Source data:
------------------------

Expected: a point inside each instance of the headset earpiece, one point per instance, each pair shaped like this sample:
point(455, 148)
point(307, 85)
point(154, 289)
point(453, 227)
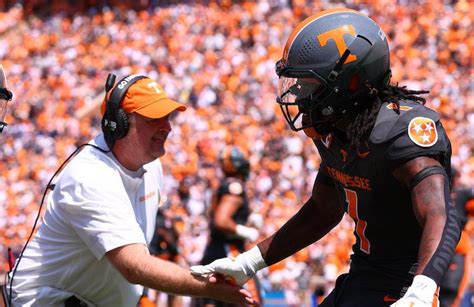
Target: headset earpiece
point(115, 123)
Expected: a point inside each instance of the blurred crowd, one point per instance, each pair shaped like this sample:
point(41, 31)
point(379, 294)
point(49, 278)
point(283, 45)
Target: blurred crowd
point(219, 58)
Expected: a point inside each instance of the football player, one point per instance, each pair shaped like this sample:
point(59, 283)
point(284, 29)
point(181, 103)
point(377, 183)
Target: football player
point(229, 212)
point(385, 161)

------------------------

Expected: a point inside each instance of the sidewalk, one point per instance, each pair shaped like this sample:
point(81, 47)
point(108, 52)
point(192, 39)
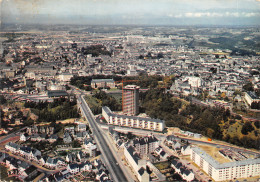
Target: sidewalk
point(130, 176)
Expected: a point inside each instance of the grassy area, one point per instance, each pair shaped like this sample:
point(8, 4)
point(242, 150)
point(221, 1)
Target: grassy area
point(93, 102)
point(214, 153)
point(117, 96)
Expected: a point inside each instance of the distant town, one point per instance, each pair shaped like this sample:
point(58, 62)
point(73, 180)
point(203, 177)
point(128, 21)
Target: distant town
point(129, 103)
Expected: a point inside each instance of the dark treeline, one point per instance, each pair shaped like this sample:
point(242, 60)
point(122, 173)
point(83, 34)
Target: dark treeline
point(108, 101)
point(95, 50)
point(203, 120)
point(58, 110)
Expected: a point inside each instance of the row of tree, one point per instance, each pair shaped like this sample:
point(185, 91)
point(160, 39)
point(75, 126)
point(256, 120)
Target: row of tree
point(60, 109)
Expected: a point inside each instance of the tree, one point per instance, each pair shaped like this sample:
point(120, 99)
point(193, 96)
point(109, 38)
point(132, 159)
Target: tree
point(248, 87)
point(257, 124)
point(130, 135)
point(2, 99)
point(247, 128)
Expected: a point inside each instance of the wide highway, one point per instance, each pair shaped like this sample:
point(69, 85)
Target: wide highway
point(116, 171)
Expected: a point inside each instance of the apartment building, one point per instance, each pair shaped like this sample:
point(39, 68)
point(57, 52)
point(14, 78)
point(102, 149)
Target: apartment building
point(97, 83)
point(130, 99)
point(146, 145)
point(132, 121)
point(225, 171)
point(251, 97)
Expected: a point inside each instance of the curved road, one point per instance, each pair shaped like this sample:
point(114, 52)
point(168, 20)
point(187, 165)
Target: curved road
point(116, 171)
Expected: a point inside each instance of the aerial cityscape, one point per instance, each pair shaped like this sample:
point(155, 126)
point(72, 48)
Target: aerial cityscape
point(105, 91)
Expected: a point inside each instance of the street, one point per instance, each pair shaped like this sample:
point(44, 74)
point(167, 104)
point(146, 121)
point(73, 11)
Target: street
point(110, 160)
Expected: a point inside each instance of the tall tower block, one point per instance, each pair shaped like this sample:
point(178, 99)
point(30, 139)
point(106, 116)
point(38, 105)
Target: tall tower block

------------------------

Reproduce the items verbatim, from the line holding "Expected: a point inside each instance of the headset" through the line holding "point(385, 161)", with both lines included. Leave the pictures out of your answer.

Expected: a point inside each instance of the headset earpiece, one point per instance, each pair shaped like this sample:
point(455, 148)
point(307, 85)
point(154, 289)
point(453, 227)
Target: headset earpiece
point(115, 123)
Expected: a point inside each instance of the blurred crowd, one point per instance, each pair shaped like this sample:
point(41, 31)
point(379, 294)
point(49, 278)
point(283, 45)
Target: blurred crowd
point(219, 58)
Expected: a point inside each instance of the football player, one point per instance, each pair shaped like this sample:
point(59, 283)
point(284, 29)
point(181, 103)
point(377, 183)
Target: football player
point(229, 212)
point(385, 161)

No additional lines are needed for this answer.